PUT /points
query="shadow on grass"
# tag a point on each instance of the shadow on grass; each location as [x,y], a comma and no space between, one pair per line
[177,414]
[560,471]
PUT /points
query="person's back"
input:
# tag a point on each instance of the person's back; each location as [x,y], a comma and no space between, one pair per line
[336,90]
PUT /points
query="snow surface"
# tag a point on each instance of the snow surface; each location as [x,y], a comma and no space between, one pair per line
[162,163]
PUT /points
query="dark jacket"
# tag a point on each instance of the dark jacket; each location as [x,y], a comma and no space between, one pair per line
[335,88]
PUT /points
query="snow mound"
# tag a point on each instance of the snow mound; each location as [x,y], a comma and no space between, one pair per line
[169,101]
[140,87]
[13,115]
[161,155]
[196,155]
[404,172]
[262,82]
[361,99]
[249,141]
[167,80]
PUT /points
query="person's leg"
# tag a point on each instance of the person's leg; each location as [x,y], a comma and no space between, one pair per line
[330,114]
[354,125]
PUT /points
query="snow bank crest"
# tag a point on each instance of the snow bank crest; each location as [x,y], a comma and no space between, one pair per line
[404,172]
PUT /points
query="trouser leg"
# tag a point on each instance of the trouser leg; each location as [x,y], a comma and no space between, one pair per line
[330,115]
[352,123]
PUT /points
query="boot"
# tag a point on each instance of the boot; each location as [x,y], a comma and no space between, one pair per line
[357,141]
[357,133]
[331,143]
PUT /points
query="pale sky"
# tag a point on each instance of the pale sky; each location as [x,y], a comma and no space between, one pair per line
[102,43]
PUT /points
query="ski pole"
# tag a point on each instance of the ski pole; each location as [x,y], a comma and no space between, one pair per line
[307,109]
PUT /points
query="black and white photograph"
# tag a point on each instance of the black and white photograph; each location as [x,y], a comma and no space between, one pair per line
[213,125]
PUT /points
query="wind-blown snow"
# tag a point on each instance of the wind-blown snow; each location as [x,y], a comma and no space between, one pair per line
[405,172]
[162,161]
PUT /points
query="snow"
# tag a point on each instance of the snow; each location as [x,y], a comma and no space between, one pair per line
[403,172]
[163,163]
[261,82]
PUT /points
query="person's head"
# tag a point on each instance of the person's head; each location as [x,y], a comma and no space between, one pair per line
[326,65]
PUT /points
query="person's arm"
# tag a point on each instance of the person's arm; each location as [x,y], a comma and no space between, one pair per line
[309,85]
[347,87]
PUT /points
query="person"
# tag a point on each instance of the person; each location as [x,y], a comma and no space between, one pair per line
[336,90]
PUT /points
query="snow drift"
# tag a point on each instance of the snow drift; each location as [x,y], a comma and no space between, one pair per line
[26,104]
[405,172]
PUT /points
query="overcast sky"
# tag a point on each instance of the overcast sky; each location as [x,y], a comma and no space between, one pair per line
---------------
Task directions: Recopy the entries above exactly, with every line included.

Written response:
PUT /points
query="shadow on grass"
# tag a point on each instance of the shadow on grass; each location as [x,y], a comma and no space between, one pair per line
[177,414]
[560,471]
PUT /points
query="person's back"
input:
# tag a point on each instance of the person's back; each location as [x,y], a comma and no space between, one pair per line
[336,90]
PUT /points
query="snow surface"
# tag a point on each instance of the snow surface; each location as [x,y], a comma and no space between, one pair per line
[162,163]
PUT /points
query="dark jacket"
# tag a point on each instance of the dark jacket; each location as [x,y], a comma and no space between, one pair per line
[335,88]
PUT /points
query="snow mound"
# tag a point on each instance of the snow mound; each location as [x,y], a comma and no space between, one pair per line
[169,101]
[140,87]
[13,115]
[161,155]
[196,155]
[404,172]
[262,82]
[361,99]
[249,141]
[167,80]
PUT /points
query="person's leg"
# tag a point on each instance of the person's leg; each location as [x,y], a comma and no space between, one pair per line
[330,114]
[354,125]
PUT /points
query="snow bank crest"
# tag a point on each instance of the snow bank crest; each location as [x,y], a comma and no space between, one pair per line
[404,172]
PUT /points
query="trouser leg"
# tag a point on each instance of the trouser leg; each location as [x,y], a comma and no space between, one pair per line
[330,115]
[352,123]
PUT /points
query="boot"
# tag a point on each instance of the boot; each location as [x,y], a comma and no space between, one pair per line
[357,141]
[357,133]
[331,143]
PUT /points
query="pale sky"
# tag a point on each instance of the pale sky; each location as [x,y], a comma and no space between, one pair per line
[102,43]
PUT /points
query="ski pole"
# tag a point on each instance of the ski pole; each location as [x,y], a comma and no space between, one pair per line
[307,109]
PUT /points
query="black and white photograph"
# tag a point on each instance of the black and white photograph; each location as [x,y], a comma and no space between, one pair per line
[213,125]
PUT /points
query="wind-blown snow"
# tag a point on each instance of the wind-blown snow; each location as [x,y], a comma and no space between, one pair per line
[405,172]
[162,161]
PUT /points
query="snow"
# tag a point on each instance of the snow; each location as [x,y], a comma and no space between, one pair per line
[403,172]
[163,163]
[261,82]
PUT /points
query="person's head"
# tag a point on each instance of the person's head; each location as [x,y], a comma and no space between, one pair per line
[326,65]
PUT /points
query="person's arm"
# tag a point on each instance of the person's arm; each location as [x,y], a comma and no space between, one pair per line
[309,85]
[347,87]
PUT /points
query="person"
# tag a point on each instance of the person; each location as [x,y], a comma and no space between, one pair per line
[336,90]
PUT /points
query="snow drift"
# tag a point on each instance of the snow drift; each location as [x,y], a comma and no space between, one pair per line
[26,104]
[405,172]
PUT /points
query="overcast sky"
# tag a point on each instance of the overcast sky; each location as [x,y], a comma and no space between, one pair per line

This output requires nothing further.